**TRY IT:** Could every entry be set down once more, exactly as given?

====== GIVEN RECORDS ======

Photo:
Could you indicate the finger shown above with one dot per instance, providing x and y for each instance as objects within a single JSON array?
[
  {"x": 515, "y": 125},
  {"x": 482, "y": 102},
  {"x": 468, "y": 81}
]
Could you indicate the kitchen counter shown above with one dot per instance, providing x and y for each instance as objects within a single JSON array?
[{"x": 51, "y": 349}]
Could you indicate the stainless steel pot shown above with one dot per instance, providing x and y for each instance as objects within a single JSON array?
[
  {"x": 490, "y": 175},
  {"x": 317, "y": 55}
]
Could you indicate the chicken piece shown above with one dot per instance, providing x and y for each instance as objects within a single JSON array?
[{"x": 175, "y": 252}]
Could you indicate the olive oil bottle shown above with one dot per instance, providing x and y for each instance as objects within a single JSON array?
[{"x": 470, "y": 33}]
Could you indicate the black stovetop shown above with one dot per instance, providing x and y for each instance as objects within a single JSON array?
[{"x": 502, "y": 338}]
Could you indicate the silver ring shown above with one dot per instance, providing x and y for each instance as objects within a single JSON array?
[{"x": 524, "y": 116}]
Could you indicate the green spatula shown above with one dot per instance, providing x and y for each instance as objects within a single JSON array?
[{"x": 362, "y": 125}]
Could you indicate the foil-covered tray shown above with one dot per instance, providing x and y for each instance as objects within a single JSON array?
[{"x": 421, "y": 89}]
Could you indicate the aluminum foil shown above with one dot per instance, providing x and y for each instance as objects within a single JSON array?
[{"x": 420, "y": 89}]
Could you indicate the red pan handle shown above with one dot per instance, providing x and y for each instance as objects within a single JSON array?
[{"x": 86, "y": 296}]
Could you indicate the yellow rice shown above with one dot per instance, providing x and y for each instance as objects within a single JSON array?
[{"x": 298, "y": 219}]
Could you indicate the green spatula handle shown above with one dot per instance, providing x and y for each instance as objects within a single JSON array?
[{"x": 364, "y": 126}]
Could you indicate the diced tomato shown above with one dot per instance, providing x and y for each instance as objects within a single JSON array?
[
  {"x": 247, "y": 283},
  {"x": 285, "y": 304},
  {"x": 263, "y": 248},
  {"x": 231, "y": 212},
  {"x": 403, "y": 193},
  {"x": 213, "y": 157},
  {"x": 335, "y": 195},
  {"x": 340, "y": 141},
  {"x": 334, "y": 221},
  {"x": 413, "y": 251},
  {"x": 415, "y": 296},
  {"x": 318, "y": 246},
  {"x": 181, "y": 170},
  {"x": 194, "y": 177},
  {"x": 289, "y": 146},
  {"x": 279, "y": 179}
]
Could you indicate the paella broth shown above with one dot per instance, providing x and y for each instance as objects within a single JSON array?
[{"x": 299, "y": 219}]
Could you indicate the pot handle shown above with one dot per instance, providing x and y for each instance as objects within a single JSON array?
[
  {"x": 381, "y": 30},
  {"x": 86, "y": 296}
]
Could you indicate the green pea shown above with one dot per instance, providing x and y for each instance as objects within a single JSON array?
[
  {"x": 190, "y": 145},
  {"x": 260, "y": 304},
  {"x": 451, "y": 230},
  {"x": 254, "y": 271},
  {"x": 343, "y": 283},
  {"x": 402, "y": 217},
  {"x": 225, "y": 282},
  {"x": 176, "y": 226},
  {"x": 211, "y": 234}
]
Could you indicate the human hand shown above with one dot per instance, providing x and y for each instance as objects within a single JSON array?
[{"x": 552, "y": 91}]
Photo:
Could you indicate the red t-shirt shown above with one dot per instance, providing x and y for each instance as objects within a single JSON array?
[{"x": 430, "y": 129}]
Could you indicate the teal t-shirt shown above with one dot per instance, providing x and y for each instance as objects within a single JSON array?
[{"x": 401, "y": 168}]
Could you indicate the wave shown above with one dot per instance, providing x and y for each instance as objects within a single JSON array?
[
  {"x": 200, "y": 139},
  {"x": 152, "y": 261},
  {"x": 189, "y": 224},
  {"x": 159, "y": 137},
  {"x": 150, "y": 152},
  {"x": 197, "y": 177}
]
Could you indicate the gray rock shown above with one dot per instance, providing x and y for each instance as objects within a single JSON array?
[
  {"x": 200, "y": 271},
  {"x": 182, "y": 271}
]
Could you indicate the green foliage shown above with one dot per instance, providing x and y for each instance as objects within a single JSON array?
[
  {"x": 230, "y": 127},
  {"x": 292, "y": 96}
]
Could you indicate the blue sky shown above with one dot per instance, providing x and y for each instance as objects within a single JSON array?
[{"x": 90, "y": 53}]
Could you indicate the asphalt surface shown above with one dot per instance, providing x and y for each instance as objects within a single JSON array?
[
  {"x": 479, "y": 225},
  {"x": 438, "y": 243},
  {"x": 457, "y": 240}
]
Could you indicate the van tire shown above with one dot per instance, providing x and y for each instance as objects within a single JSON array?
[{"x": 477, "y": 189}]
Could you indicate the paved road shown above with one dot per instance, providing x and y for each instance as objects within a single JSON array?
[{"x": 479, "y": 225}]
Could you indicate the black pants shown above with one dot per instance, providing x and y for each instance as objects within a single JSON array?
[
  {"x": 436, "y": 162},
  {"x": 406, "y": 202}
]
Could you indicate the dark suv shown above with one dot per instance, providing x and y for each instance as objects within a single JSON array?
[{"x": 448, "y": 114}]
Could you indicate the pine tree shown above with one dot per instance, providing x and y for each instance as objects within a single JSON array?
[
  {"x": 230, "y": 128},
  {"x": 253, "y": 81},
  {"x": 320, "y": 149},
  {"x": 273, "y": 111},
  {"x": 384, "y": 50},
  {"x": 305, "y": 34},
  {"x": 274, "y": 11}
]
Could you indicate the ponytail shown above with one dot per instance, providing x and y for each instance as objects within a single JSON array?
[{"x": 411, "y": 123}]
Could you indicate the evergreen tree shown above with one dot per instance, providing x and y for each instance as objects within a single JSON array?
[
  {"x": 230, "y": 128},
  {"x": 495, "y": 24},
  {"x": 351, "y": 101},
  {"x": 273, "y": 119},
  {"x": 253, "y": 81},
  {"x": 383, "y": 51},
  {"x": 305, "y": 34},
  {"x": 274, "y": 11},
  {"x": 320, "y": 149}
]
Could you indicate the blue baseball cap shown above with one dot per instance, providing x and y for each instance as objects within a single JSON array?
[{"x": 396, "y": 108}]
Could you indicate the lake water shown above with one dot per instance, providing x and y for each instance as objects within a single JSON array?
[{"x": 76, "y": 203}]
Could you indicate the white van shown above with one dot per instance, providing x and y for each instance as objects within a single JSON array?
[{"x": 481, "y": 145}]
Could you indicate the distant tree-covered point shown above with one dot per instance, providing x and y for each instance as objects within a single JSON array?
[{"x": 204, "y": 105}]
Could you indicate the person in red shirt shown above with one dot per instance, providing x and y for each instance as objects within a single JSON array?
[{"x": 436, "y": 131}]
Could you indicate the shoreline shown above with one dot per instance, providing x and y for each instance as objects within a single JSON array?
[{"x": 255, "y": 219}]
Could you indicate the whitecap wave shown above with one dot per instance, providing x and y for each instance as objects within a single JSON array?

======

**EXERCISE OUTPUT:**
Photo:
Could you indicate the finger shown above with one dot per instance, providing x and y for each instance as objects within a single JSON array?
[
  {"x": 515, "y": 125},
  {"x": 482, "y": 102},
  {"x": 468, "y": 81}
]
Could you indicate the kitchen counter shown above with one dot per instance, providing x and y for each instance as objects within a single JSON array?
[{"x": 51, "y": 349}]
Could you indicate the stainless steel pot shown above with one dot per instance, providing x and y for each instance as objects within a single JSON array?
[
  {"x": 490, "y": 175},
  {"x": 317, "y": 55}
]
Could you indicate the chicken piece shown above with one dot per instance, providing x and y for each instance as objects within a single JSON array?
[{"x": 175, "y": 252}]
Could you indicate the olive oil bottle shown above with one dot per instance, providing x and y for each instance as objects within a single JSON array?
[{"x": 470, "y": 33}]
Could you indicate the black stovetop shown above with one dot per instance, providing x and y for each instance as objects within a single JSON array?
[{"x": 502, "y": 338}]
Could you indicate the silver ring shown above with one dot per instance, providing x and y for each instance as objects within a single JSON array?
[{"x": 524, "y": 116}]
Could you indicate the green spatula shown above with one dot per instance, providing x and y for each instance as objects within a single JSON array?
[{"x": 362, "y": 125}]
Could you indicate the foil-covered tray shown above with one dot per instance, providing x and y for each instance as objects within a single JSON array?
[{"x": 421, "y": 89}]
Could you indicate the aluminum foil shown above with one dot per instance, providing x and y for each instance as objects within a single JSON array?
[{"x": 420, "y": 89}]
Could you indicate the red pan handle shown above with one dot per instance, providing x and y for each instance as objects within a single JSON array?
[{"x": 86, "y": 296}]
Could you indicate the yellow rice shown above with one dot per instance, providing x and y for each instance as objects within a single JSON array?
[{"x": 298, "y": 219}]
Could you indicate the green spatula handle shown above with one dot per instance, providing x and y for each instance as objects within a single JSON array?
[{"x": 364, "y": 126}]
Could you indicate the diced tomato shown above with one dot per instance, providing x and y for each instance as objects within a single JSON array?
[
  {"x": 247, "y": 283},
  {"x": 285, "y": 304},
  {"x": 263, "y": 248},
  {"x": 231, "y": 212},
  {"x": 403, "y": 193},
  {"x": 213, "y": 157},
  {"x": 335, "y": 195},
  {"x": 340, "y": 141},
  {"x": 334, "y": 221},
  {"x": 413, "y": 251},
  {"x": 415, "y": 296},
  {"x": 318, "y": 246},
  {"x": 181, "y": 170},
  {"x": 194, "y": 177},
  {"x": 289, "y": 146},
  {"x": 279, "y": 179}
]
Could you indicate the paella broth shown above with one dot per instance, providing x and y for each instance as objects within a single JSON array?
[{"x": 299, "y": 219}]
Could you indicate the pot handle shown above with one dot per instance, providing x and y for each instance as objects within a single JSON array?
[
  {"x": 381, "y": 30},
  {"x": 86, "y": 296}
]
Could you indicate the green pea shown above with one dot per instance, providing x and y for each instance as objects within a single JSON array?
[
  {"x": 190, "y": 145},
  {"x": 260, "y": 304},
  {"x": 451, "y": 230},
  {"x": 254, "y": 271},
  {"x": 343, "y": 283},
  {"x": 402, "y": 217},
  {"x": 225, "y": 282},
  {"x": 176, "y": 226},
  {"x": 211, "y": 234}
]
Could you indicate the human hand shown above with one dot per instance, providing x and y for each instance as objects within a single JSON array?
[{"x": 552, "y": 91}]
Photo:
Could you indicate the red t-shirt shown above with one dot per instance, providing x and y for each instance as objects within a single JSON array?
[{"x": 430, "y": 129}]
Could you indicate the teal t-shirt shown above with one dot per instance, providing x and y for each instance as objects within a single JSON array?
[{"x": 401, "y": 168}]
Could you indicate the wave shown above with one dot per instance, providing x and y for each instance as objects within a single JSON array?
[
  {"x": 200, "y": 139},
  {"x": 152, "y": 261},
  {"x": 189, "y": 224},
  {"x": 159, "y": 137},
  {"x": 150, "y": 152},
  {"x": 197, "y": 177}
]
Could you indicate the gray rock shown above with one dot per instance, providing x and y for each instance as objects within a single JSON array?
[
  {"x": 200, "y": 271},
  {"x": 182, "y": 271}
]
Could you indicate the green foliage shown above with one dot per instance, providing x and y for each instance as objects within a single JSON array?
[
  {"x": 230, "y": 127},
  {"x": 292, "y": 96}
]
Could you indicate the blue sky shown above with one dot per instance, providing x and y for each instance as objects within a single JSON array?
[{"x": 90, "y": 53}]
Could you indicate the asphalt surface shown above with one dot per instance, providing x and y for each instance as objects within a single JSON array?
[
  {"x": 479, "y": 225},
  {"x": 438, "y": 243},
  {"x": 457, "y": 240}
]
Could you indicate the van tire shown above with one dot per instance, providing x and y for each instance as objects within a single JSON array?
[{"x": 477, "y": 189}]
Could you indicate the paved road shown above with one dot per instance, providing x and y for each instance as objects within a single JSON array?
[{"x": 479, "y": 225}]
Could you indicate the black pants shown above with one dot per instance, providing x and y for each instance as objects within a single JSON array?
[
  {"x": 436, "y": 162},
  {"x": 406, "y": 202}
]
Could you indicate the dark suv shown above with one dot per instance, providing x and y for each instance as objects within a single JSON array?
[{"x": 448, "y": 114}]
Could you indicate the pine tree shown above with one dot per instance, providing x and y for each instance as objects within a single JSON array?
[
  {"x": 230, "y": 128},
  {"x": 253, "y": 81},
  {"x": 320, "y": 149},
  {"x": 273, "y": 111},
  {"x": 384, "y": 50},
  {"x": 305, "y": 34},
  {"x": 274, "y": 11}
]
Could you indicate the ponytail shown above with one dot per instance, providing x and y for each instance as objects within a single JSON array?
[{"x": 411, "y": 123}]
Could you indicate the evergreen tree shown above with one dot per instance, providing x and y for each instance as objects within a single JSON array?
[
  {"x": 230, "y": 128},
  {"x": 495, "y": 24},
  {"x": 351, "y": 101},
  {"x": 273, "y": 119},
  {"x": 253, "y": 81},
  {"x": 383, "y": 51},
  {"x": 305, "y": 34},
  {"x": 274, "y": 11},
  {"x": 320, "y": 149}
]
Could you indicate the blue baseball cap shown above with one dot per instance, providing x and y for each instance as objects within a single JSON array?
[{"x": 396, "y": 108}]
Could you indicate the lake water shown above with one dot per instance, providing x and y for each instance as objects within a single JSON array?
[{"x": 76, "y": 203}]
Could you indicate the white van shown above with one dot per instance, providing x and y for each instance as objects within a single JSON array?
[{"x": 481, "y": 145}]
Could you indicate the distant tree-covered point shown above with one dot per instance, providing x and y for each instance as objects within a single JSON array?
[{"x": 204, "y": 105}]
Could you indicate the person in red shirt shown above with one dot per instance, providing x and y for each instance as objects within a single JSON array?
[{"x": 436, "y": 131}]
Could you indicate the shoreline shown above with one dot per instance, providing x and y for each instance as objects within a single JSON array?
[{"x": 255, "y": 219}]
Could you indicate the whitecap wave shown above with one dot per instance, providing x and y for each instance as objects within a single JSON array?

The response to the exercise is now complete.